Using the listing below, retype exactly the lines starting at the one with "box: [188, 188, 206, 201]" and ending at the one with "negative clicks: (221, 214)", and include both.

**** INPUT ****

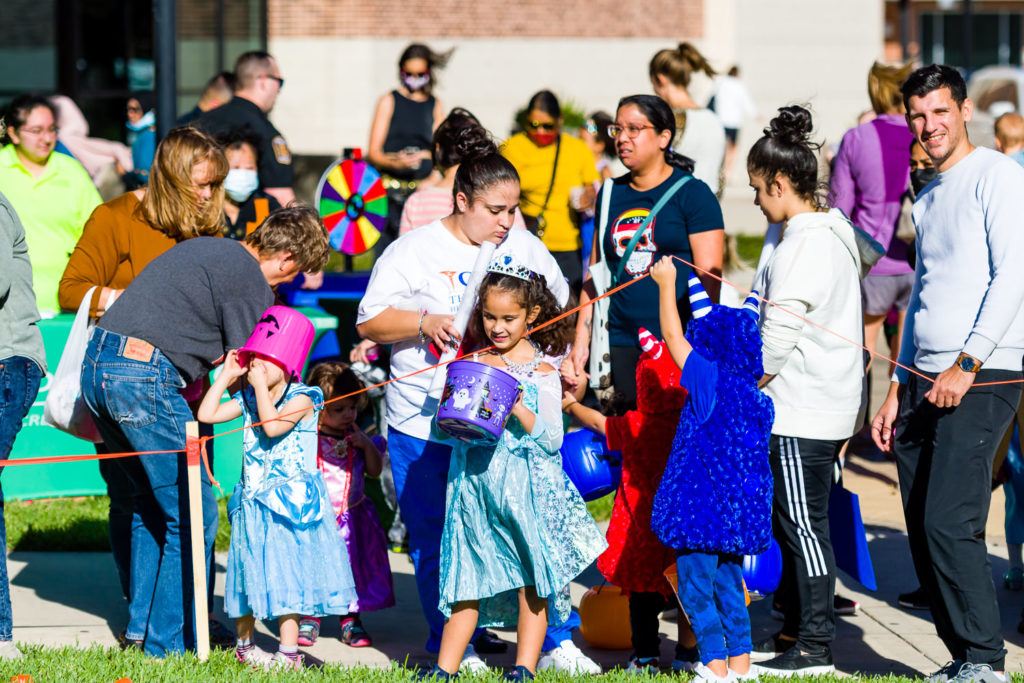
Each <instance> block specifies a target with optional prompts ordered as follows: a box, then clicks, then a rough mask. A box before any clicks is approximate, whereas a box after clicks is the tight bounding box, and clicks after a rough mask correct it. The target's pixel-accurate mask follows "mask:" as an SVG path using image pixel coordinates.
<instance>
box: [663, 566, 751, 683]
mask: <svg viewBox="0 0 1024 683" xmlns="http://www.w3.org/2000/svg"><path fill="white" fill-rule="evenodd" d="M676 569H677V571H678V572H679V600H680V602H682V604H683V609H684V610H685V611H686V615H687V616H688V617H689V620H690V626H692V627H693V634H694V635H695V636H696V637H697V649H698V650H699V651H700V661H702V663H703V664H708V663H709V661H712V660H714V659H725V658H727V657H732V656H737V655H739V654H745V653H748V652H750V651H751V649H753V648H752V645H751V616H750V613H748V611H746V604H745V603H746V599H745V597H744V596H743V568H742V558H741V557H739V556H738V555H719V554H716V553H701V552H697V551H690V550H683V551H679V552H678V553H677V556H676Z"/></svg>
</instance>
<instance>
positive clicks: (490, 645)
mask: <svg viewBox="0 0 1024 683" xmlns="http://www.w3.org/2000/svg"><path fill="white" fill-rule="evenodd" d="M473 647H475V648H476V653H477V654H501V653H503V652H507V651H508V649H509V644H508V643H507V642H505V641H504V640H502V639H501V638H499V637H498V636H496V635H495V634H493V633H490V632H489V631H483V632H482V633H481V634H480V635H478V636H477V637H476V639H475V640H473Z"/></svg>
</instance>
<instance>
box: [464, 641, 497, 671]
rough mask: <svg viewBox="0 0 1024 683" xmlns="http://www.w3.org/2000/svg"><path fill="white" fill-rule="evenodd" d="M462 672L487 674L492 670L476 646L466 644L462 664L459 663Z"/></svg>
mask: <svg viewBox="0 0 1024 683" xmlns="http://www.w3.org/2000/svg"><path fill="white" fill-rule="evenodd" d="M459 671H460V672H466V673H468V674H485V673H487V672H488V671H490V668H489V667H487V663H486V661H484V660H483V659H481V658H480V655H479V654H477V653H476V648H475V647H473V646H472V645H467V646H466V652H465V654H463V655H462V664H460V665H459Z"/></svg>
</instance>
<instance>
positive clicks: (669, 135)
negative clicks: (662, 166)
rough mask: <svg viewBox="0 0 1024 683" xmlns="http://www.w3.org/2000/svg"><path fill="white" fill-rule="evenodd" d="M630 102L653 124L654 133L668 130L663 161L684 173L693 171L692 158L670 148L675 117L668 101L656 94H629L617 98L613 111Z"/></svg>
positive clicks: (649, 121) (673, 130) (675, 131)
mask: <svg viewBox="0 0 1024 683" xmlns="http://www.w3.org/2000/svg"><path fill="white" fill-rule="evenodd" d="M630 104H632V105H633V106H636V108H637V109H638V110H640V113H641V114H643V115H644V117H646V118H647V121H649V122H650V125H652V126H654V133H655V134H658V135H660V134H662V132H664V131H666V130H667V131H669V140H670V141H669V146H667V147H666V148H665V163H666V164H668V165H669V166H673V167H675V168H678V169H680V170H682V171H684V172H686V173H693V160H692V159H690V158H689V157H686V156H683V155H681V154H679V153H678V152H676V151H675V150H673V148H672V140H674V139H675V138H676V117H675V116H674V115H673V114H672V108H671V106H669V103H668V102H667V101H665V100H664V99H662V98H660V97H658V96H657V95H630V96H629V97H623V98H622V99H620V100H618V106H617V108H615V111H616V112H617V111H618V110H621V109H623V108H624V106H628V105H630Z"/></svg>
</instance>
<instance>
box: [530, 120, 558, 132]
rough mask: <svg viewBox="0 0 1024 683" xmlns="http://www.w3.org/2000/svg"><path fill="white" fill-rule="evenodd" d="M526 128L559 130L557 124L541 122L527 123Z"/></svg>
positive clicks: (531, 129) (540, 129) (547, 129)
mask: <svg viewBox="0 0 1024 683" xmlns="http://www.w3.org/2000/svg"><path fill="white" fill-rule="evenodd" d="M526 126H527V127H528V128H529V129H530V130H556V129H557V128H558V124H557V123H541V122H540V121H527V122H526Z"/></svg>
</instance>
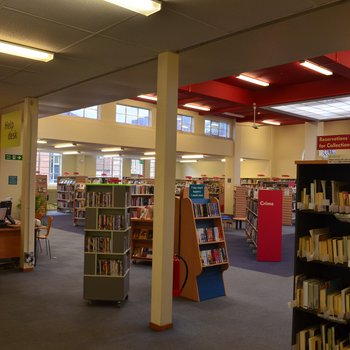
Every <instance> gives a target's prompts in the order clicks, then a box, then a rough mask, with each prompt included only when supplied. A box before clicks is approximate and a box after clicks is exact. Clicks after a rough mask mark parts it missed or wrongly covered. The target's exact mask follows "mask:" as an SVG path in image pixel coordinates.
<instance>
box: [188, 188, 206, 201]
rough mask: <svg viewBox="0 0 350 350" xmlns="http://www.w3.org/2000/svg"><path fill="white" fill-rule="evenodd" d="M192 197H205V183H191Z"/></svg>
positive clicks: (190, 197) (198, 197)
mask: <svg viewBox="0 0 350 350" xmlns="http://www.w3.org/2000/svg"><path fill="white" fill-rule="evenodd" d="M190 198H191V199H192V198H204V185H194V184H193V185H190Z"/></svg>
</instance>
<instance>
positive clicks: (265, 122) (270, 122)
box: [262, 120, 281, 125]
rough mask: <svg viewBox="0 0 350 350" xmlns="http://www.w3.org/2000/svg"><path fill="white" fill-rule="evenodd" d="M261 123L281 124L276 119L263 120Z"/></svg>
mask: <svg viewBox="0 0 350 350" xmlns="http://www.w3.org/2000/svg"><path fill="white" fill-rule="evenodd" d="M262 123H264V124H269V125H281V123H280V122H278V121H276V120H263V121H262Z"/></svg>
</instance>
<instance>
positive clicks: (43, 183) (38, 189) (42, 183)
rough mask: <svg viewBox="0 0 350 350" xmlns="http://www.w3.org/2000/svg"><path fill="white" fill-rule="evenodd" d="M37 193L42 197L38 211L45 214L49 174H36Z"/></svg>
mask: <svg viewBox="0 0 350 350" xmlns="http://www.w3.org/2000/svg"><path fill="white" fill-rule="evenodd" d="M35 195H36V196H39V197H40V204H41V205H40V208H38V209H37V210H36V211H40V212H41V213H43V214H45V213H46V209H47V195H48V192H47V175H40V174H37V175H35Z"/></svg>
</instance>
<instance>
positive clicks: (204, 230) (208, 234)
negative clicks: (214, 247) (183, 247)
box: [197, 226, 224, 243]
mask: <svg viewBox="0 0 350 350" xmlns="http://www.w3.org/2000/svg"><path fill="white" fill-rule="evenodd" d="M197 237H198V242H199V243H206V242H215V241H222V240H223V239H224V237H223V233H222V231H220V229H219V227H216V226H215V227H197Z"/></svg>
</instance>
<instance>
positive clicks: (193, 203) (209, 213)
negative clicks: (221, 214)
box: [193, 203, 220, 217]
mask: <svg viewBox="0 0 350 350" xmlns="http://www.w3.org/2000/svg"><path fill="white" fill-rule="evenodd" d="M193 211H194V216H195V217H207V216H220V210H219V206H218V205H217V203H205V204H202V203H193Z"/></svg>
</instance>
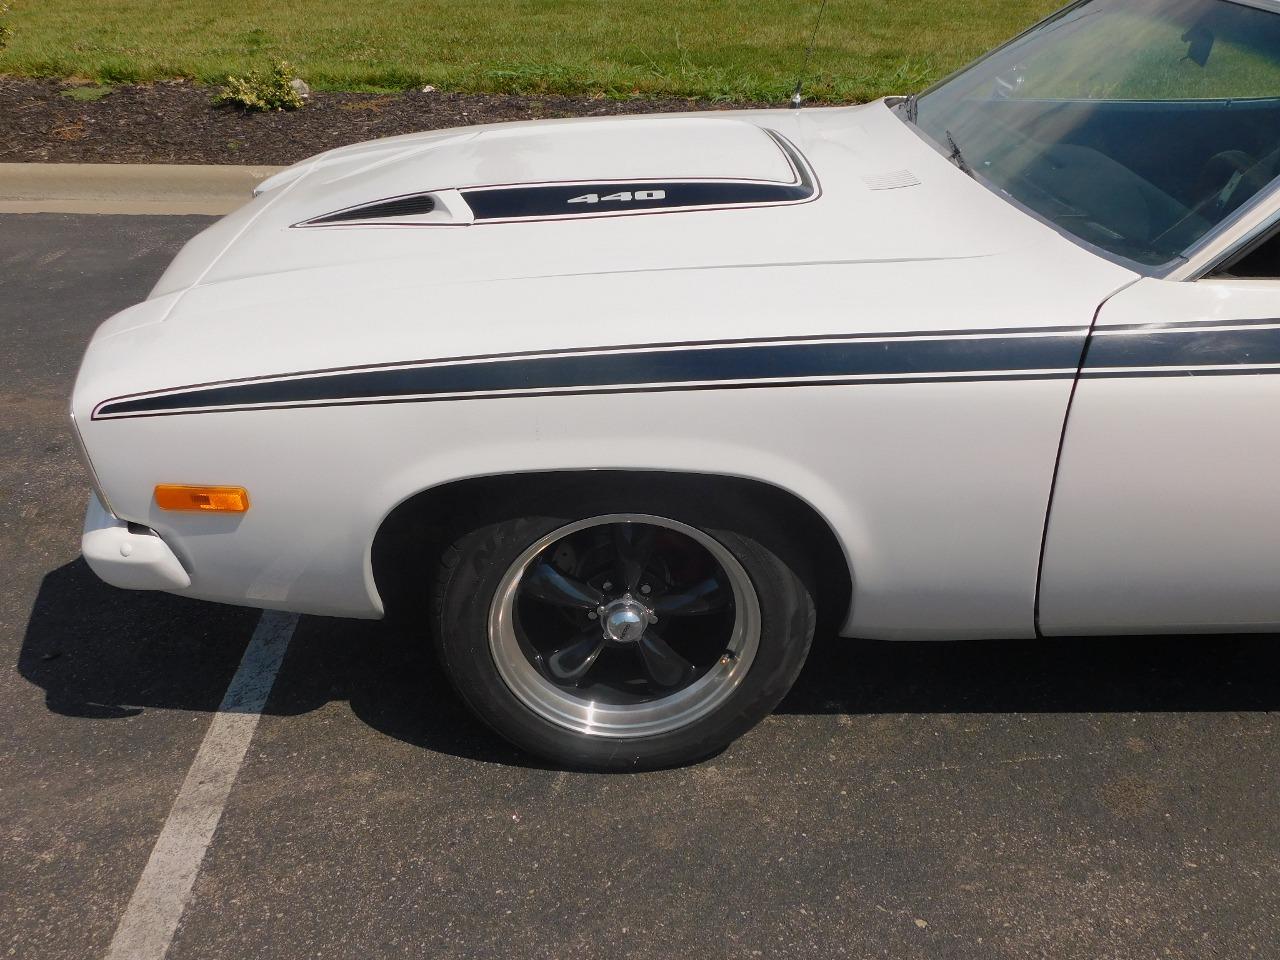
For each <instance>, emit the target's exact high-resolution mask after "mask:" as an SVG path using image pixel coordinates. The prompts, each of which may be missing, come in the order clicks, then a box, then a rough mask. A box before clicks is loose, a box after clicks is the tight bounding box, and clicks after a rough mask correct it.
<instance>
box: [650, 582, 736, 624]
mask: <svg viewBox="0 0 1280 960" xmlns="http://www.w3.org/2000/svg"><path fill="white" fill-rule="evenodd" d="M732 598H733V594H732V591H731V590H728V589H727V588H724V585H723V584H721V581H719V580H717V579H716V577H708V579H707V580H703V581H701V582H700V584H694V585H692V586H690V588H687V589H685V590H680V591H677V593H671V594H667V595H664V596H659V598H657V599H655V600H654V603H653V612H654V613H657V614H658V616H659V617H691V616H695V614H699V613H716V612H717V611H722V609H724V608H726V607H727V605H728V602H730V600H731V599H732Z"/></svg>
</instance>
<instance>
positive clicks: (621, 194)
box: [564, 189, 667, 204]
mask: <svg viewBox="0 0 1280 960" xmlns="http://www.w3.org/2000/svg"><path fill="white" fill-rule="evenodd" d="M666 198H667V191H664V189H623V191H618V192H617V193H605V195H604V196H600V195H599V193H584V195H582V196H580V197H570V198H568V200H566V201H564V202H566V204H608V202H609V201H617V202H622V204H626V202H630V201H632V200H666Z"/></svg>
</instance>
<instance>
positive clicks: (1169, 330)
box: [93, 320, 1280, 419]
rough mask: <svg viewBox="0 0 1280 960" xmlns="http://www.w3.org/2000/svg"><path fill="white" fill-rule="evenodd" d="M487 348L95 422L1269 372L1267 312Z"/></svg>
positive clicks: (259, 383)
mask: <svg viewBox="0 0 1280 960" xmlns="http://www.w3.org/2000/svg"><path fill="white" fill-rule="evenodd" d="M1085 334H1087V329H1085V328H1066V329H1064V328H1047V329H1044V330H1034V329H1028V330H1020V332H998V333H997V332H987V333H979V332H972V333H950V334H882V335H879V338H876V337H874V335H868V334H858V335H851V337H845V338H835V337H827V338H823V339H820V340H815V339H794V340H787V342H778V340H768V342H760V340H739V342H724V343H696V344H653V346H648V347H626V348H595V352H588V351H581V349H577V351H562V352H558V353H549V355H545V353H544V355H530V353H515V355H493V356H480V357H466V358H453V360H440V361H419V362H415V364H398V365H385V366H375V367H349V369H338V370H326V371H311V372H303V374H291V375H282V376H276V378H261V379H251V380H237V381H223V383H212V384H202V385H195V387H187V388H178V389H173V390H164V392H159V393H151V394H138V396H131V397H116V398H113V399H110V401H106V402H104V403H101V404H100V406H99V407H97V410H96V411H95V412H93V416H95V419H110V417H132V416H170V415H177V413H193V412H215V411H232V410H278V408H284V407H301V406H346V404H352V403H408V402H430V401H454V399H481V398H500V397H507V398H511V397H545V396H581V394H598V393H653V392H669V390H707V389H746V388H754V389H760V388H781V387H813V385H854V384H905V383H974V381H997V380H1046V379H1071V378H1074V376H1076V374H1078V370H1079V375H1080V376H1085V378H1103V376H1105V378H1117V376H1210V375H1212V376H1220V375H1225V374H1280V320H1258V321H1240V323H1238V324H1234V325H1229V326H1216V325H1192V324H1188V325H1183V326H1176V325H1175V326H1166V328H1153V326H1143V328H1138V329H1124V328H1116V329H1112V330H1107V329H1103V330H1098V332H1094V337H1093V338H1092V340H1091V347H1089V351H1088V356H1087V358H1085V361H1084V367H1083V369H1079V367H1078V364H1079V356H1080V349H1082V347H1083V344H1084V338H1085Z"/></svg>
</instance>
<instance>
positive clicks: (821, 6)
mask: <svg viewBox="0 0 1280 960" xmlns="http://www.w3.org/2000/svg"><path fill="white" fill-rule="evenodd" d="M824 13H827V0H822V5H820V6H819V8H818V15H817V17H815V18H814V20H813V35H812V36H810V37H809V47H808V49H806V50H805V51H804V64H803V65H801V67H800V76H799V77H796V88H795V90H792V91H791V109H792V110H799V109H800V105H801V104H803V102H804V97H803V96H801V93H800V91H801V90H803V88H804V78H805V76H806V74H808V73H809V61H810V60H813V45H814V44H815V42H817V41H818V27H820V26H822V15H823V14H824Z"/></svg>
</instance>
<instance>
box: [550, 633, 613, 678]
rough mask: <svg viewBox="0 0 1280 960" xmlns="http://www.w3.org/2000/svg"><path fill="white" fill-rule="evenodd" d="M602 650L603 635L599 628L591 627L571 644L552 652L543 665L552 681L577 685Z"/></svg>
mask: <svg viewBox="0 0 1280 960" xmlns="http://www.w3.org/2000/svg"><path fill="white" fill-rule="evenodd" d="M603 649H604V635H603V634H602V632H600V630H599V627H596V626H594V625H593V626H591V627H589V628H588V630H584V631H582V634H580V635H579V637H577V639H576V640H573V641H572V643H570V644H567V645H566V646H562V648H559V649H558V650H553V652H552V653H550V654H549V655H548V657H545V658H544V663H545V664H547V671H548V672H549V673H550V675H552V677H553V678H554V680H557V681H559V682H566V684H577V682H579V681H581V680H582V677H585V676H586V672H588V671H589V669H591V667H593V666H594V664H595V660H596V658H598V657H599V655H600V650H603Z"/></svg>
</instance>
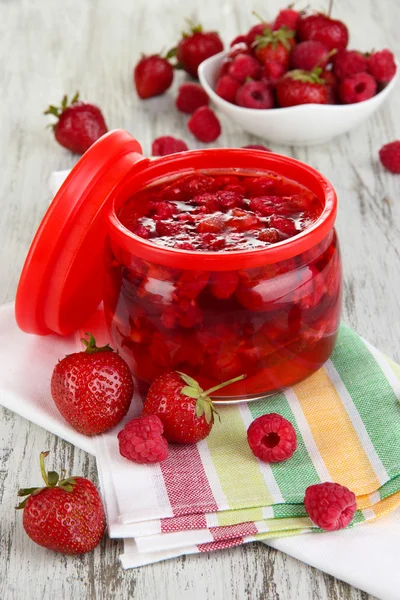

****

## EXERCISE RESPONSE:
box: [188, 188, 206, 201]
rough mask: <svg viewBox="0 0 350 350" xmlns="http://www.w3.org/2000/svg"><path fill="white" fill-rule="evenodd" d="M192 197H205V183H191Z"/></svg>
positive clicks: (190, 197) (198, 197)
mask: <svg viewBox="0 0 350 350" xmlns="http://www.w3.org/2000/svg"><path fill="white" fill-rule="evenodd" d="M190 198H191V199H192V198H204V185H194V184H193V185H190Z"/></svg>
</instance>
<instance>
positive clicks: (265, 122) (270, 122)
box: [262, 120, 281, 125]
rough mask: <svg viewBox="0 0 350 350" xmlns="http://www.w3.org/2000/svg"><path fill="white" fill-rule="evenodd" d="M261 123L281 124L276 119L263 120Z"/></svg>
mask: <svg viewBox="0 0 350 350" xmlns="http://www.w3.org/2000/svg"><path fill="white" fill-rule="evenodd" d="M262 123H264V124H269V125H281V123H280V122H278V121H276V120H263V121H262Z"/></svg>
</instance>
<instance>
positive clicks: (43, 183) (38, 189) (42, 183)
rough mask: <svg viewBox="0 0 350 350" xmlns="http://www.w3.org/2000/svg"><path fill="white" fill-rule="evenodd" d="M37 193L42 197L38 211L45 214L49 174H36Z"/></svg>
mask: <svg viewBox="0 0 350 350" xmlns="http://www.w3.org/2000/svg"><path fill="white" fill-rule="evenodd" d="M35 195H36V196H39V197H40V204H41V205H40V208H38V209H37V210H36V211H40V212H41V213H43V214H45V213H46V209H47V195H48V192H47V175H40V174H37V175H35Z"/></svg>
</instance>
<instance>
positive clicks: (204, 230) (208, 234)
negative clicks: (214, 247) (183, 247)
box: [197, 226, 224, 243]
mask: <svg viewBox="0 0 350 350" xmlns="http://www.w3.org/2000/svg"><path fill="white" fill-rule="evenodd" d="M197 237H198V242H199V243H206V242H215V241H222V240H223V239H224V237H223V233H222V231H220V229H219V227H216V226H215V227H197Z"/></svg>
</instance>
<instance>
positive clicks: (193, 203) (209, 213)
negative clicks: (221, 214)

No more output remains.